● Problem
Find the line that contains "as [316, 244]." in the entries below. Output it and each later line exactly, and nothing else.

Excerpts of pointing data:
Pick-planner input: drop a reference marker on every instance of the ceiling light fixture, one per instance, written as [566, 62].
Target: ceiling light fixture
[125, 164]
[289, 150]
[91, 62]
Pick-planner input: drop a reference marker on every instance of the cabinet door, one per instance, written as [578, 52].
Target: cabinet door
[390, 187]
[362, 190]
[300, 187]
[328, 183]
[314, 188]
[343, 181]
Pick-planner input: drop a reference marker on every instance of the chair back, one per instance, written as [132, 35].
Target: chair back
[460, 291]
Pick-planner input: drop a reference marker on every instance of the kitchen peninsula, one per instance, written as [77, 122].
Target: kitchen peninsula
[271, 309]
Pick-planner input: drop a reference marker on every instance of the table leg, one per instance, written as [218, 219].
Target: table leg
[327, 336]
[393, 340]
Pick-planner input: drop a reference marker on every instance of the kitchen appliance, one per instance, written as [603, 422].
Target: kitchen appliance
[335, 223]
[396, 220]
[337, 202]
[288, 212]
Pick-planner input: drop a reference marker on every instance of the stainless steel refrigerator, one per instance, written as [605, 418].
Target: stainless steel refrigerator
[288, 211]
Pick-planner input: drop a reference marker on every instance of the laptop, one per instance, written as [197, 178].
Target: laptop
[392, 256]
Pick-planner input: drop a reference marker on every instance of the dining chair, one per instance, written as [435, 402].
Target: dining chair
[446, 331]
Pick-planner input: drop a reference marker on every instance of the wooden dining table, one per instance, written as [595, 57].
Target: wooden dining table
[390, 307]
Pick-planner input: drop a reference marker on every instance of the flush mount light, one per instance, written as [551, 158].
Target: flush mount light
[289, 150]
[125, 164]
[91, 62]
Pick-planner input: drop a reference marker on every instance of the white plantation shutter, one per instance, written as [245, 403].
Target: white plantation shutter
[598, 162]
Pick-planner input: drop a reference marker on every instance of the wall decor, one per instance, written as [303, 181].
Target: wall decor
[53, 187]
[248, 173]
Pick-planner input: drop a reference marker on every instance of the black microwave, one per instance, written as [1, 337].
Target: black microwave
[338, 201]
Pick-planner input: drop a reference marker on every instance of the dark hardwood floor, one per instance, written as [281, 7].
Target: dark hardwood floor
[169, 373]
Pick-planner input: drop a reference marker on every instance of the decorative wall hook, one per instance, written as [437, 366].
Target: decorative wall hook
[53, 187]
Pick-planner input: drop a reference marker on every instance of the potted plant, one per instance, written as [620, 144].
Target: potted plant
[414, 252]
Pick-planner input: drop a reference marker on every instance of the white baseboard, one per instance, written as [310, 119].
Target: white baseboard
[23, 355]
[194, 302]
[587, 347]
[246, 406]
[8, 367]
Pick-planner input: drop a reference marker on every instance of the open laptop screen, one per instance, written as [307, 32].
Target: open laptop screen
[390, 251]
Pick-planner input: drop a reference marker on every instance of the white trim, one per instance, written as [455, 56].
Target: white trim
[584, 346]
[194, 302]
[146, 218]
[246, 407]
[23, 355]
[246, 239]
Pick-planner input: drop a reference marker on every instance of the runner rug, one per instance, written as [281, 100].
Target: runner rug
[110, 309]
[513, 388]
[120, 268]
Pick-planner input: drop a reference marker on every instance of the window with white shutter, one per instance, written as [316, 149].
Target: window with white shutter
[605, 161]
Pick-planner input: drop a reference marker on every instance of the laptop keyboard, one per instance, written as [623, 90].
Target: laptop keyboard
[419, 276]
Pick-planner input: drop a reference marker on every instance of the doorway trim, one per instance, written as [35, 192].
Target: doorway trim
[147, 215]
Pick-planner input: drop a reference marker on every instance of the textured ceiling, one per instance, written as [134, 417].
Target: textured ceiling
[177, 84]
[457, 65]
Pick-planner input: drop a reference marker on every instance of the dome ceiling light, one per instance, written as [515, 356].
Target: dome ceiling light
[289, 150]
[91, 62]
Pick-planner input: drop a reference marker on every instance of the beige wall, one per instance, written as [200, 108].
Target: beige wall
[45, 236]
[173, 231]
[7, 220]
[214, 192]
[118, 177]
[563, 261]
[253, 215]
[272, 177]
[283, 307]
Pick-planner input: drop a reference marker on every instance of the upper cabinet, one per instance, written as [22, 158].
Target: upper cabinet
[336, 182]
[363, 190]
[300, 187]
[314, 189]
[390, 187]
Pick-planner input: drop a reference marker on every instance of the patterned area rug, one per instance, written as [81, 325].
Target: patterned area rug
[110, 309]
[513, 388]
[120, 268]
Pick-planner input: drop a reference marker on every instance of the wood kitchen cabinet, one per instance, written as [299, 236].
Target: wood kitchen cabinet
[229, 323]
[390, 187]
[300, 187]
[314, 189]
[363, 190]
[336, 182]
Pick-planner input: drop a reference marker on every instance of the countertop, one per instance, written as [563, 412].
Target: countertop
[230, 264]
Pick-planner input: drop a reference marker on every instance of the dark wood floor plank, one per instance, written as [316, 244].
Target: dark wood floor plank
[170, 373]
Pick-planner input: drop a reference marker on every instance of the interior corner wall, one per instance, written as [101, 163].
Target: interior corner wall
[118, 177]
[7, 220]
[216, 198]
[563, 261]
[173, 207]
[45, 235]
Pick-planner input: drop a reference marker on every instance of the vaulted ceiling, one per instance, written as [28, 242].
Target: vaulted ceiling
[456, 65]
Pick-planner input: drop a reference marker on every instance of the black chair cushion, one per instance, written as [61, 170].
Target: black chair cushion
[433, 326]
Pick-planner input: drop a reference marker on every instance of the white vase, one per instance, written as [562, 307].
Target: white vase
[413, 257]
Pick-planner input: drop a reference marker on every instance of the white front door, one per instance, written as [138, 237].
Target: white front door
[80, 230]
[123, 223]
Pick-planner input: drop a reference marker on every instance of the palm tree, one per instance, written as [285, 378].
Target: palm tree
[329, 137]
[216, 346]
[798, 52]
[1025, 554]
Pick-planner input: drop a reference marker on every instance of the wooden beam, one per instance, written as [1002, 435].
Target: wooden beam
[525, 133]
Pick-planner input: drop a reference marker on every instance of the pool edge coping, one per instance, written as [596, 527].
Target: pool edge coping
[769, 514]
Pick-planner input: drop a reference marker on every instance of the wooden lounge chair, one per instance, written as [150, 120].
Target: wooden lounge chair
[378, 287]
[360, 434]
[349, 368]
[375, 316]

● The output
Pick-planner input: drop a reference marker on every instance of the dark wood floor plank, one per instance, written as [316, 244].
Target: dark wood floor plank
[170, 373]
Pick-planner input: drop a reference marker on every instance of the interior corner wall, one per instance, written as [101, 163].
Target: interior corner wall
[118, 177]
[7, 220]
[216, 198]
[563, 261]
[173, 207]
[45, 235]
Pick-planner input: drop a reference marker on every instance of the vaulted ceiling, one per instance, written as [28, 242].
Target: vaulted ceiling
[456, 65]
Pick-planner input: drop a reference marker on every instance of the black chair cushion, one per instance, written as [61, 170].
Target: black chair cushion
[433, 326]
Pick-planner input: drop a reference marker on every instance of the white vase, one per instance, written as [562, 307].
Target: white vase
[413, 257]
Pick-planner input: drop a reference marker on every instance of the white front door, one per instance, written as [138, 237].
Target: white front door
[80, 230]
[123, 223]
Pick-planner input: drop a reference marker on every instance of the palm tree, one per instance, written as [285, 378].
Target: palm tree
[329, 137]
[216, 346]
[798, 52]
[1025, 554]
Pick-planner input: drop a reference marker on every instance of the wooden beam, one per instance, written as [1002, 435].
Target: wooden beam
[525, 133]
Pick-planner input: drop a reference marker on every instance of the pool edge coping, one per instance, written as [596, 527].
Target: pool edge coping
[769, 514]
Pick-planner input: drop a reference marker on every instance of the wooden lounge chair, one per instance, written as [150, 120].
Target: wooden lounge chair
[378, 287]
[360, 434]
[349, 368]
[375, 316]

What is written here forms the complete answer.